» Your objective: Wherever the word "above" appears in a line of the records, copy that line.

Referring expression data
────────────────

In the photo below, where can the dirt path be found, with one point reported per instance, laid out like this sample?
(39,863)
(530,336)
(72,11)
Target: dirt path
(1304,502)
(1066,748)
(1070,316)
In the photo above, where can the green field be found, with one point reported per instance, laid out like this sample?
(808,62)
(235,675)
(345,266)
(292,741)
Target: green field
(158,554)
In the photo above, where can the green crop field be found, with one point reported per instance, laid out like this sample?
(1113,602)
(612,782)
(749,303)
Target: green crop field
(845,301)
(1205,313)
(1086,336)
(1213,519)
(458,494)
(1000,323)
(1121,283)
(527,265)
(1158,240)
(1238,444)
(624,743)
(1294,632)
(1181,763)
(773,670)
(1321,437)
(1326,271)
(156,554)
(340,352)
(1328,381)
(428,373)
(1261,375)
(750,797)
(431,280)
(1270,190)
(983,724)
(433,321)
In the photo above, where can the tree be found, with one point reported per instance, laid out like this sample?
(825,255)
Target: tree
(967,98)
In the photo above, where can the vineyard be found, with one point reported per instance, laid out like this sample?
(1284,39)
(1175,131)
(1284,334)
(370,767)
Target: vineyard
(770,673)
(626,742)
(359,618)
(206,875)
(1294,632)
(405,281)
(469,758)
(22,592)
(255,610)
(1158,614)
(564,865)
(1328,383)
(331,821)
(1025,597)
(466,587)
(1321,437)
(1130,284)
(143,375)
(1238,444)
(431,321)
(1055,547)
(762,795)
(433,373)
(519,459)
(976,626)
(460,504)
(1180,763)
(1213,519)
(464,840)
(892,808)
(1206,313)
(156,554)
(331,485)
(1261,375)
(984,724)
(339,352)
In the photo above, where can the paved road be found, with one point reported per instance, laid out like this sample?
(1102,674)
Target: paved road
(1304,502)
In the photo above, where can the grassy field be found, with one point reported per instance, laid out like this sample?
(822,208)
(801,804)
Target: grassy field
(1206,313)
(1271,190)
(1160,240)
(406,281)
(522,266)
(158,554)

────────────────

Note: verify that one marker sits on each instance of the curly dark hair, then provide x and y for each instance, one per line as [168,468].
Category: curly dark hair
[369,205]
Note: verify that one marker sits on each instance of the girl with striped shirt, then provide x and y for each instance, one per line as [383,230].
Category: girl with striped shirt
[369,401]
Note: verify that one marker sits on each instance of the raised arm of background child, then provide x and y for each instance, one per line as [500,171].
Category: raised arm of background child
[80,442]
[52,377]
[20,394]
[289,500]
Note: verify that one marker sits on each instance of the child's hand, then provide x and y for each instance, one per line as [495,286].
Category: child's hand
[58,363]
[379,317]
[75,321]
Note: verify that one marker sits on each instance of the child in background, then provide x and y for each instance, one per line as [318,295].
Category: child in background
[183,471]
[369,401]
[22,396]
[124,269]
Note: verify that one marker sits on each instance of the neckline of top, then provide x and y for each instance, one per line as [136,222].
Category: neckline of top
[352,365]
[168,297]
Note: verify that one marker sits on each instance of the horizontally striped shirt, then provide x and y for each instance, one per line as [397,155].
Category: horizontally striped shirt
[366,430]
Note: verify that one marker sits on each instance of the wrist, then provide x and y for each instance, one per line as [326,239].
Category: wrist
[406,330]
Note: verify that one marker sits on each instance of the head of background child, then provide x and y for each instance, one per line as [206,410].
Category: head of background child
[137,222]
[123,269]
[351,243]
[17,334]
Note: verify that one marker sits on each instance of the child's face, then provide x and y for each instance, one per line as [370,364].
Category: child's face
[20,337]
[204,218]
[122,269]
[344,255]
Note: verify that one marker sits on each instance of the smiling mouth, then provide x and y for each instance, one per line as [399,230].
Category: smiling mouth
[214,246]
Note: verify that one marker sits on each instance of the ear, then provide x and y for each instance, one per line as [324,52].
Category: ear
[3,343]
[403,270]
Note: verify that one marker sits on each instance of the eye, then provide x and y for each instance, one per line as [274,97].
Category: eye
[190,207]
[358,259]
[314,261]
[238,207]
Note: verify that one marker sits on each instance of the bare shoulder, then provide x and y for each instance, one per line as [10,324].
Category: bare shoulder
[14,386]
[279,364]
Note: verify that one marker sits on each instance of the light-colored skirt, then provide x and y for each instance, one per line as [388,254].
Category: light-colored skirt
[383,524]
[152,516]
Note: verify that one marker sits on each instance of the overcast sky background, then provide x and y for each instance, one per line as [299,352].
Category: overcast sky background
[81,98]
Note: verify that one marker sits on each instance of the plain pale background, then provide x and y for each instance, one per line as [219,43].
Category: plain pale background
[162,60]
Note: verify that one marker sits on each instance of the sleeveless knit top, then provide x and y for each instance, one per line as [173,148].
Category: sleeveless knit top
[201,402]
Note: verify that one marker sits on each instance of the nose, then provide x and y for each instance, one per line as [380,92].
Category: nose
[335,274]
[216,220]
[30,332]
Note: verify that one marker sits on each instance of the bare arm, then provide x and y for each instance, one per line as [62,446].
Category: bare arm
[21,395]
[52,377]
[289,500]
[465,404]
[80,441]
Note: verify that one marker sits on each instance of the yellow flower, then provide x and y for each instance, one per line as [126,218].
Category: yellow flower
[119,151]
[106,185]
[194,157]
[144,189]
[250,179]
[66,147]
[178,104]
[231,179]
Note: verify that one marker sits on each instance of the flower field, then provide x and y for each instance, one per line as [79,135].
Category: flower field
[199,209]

────────────────

» Response:
In the photo above, where can the green field be found, with one point reported per instance, laid out like this sample?
In the photo above, where can the green crop field be found, with one point reported per instance, laid out like this sample?
In the photo above, where can the tree be found, with one point reported per instance, laid out like this sample?
In the photo above, where can the vineyard be found, with one point reported per instance, laid out like this sample?
In the photo above, where can the paved road be found, with one point reported per instance, laid out like this sample?
In the photo above, where can the grassy field be found, with one point reported per instance, laid out like this sample?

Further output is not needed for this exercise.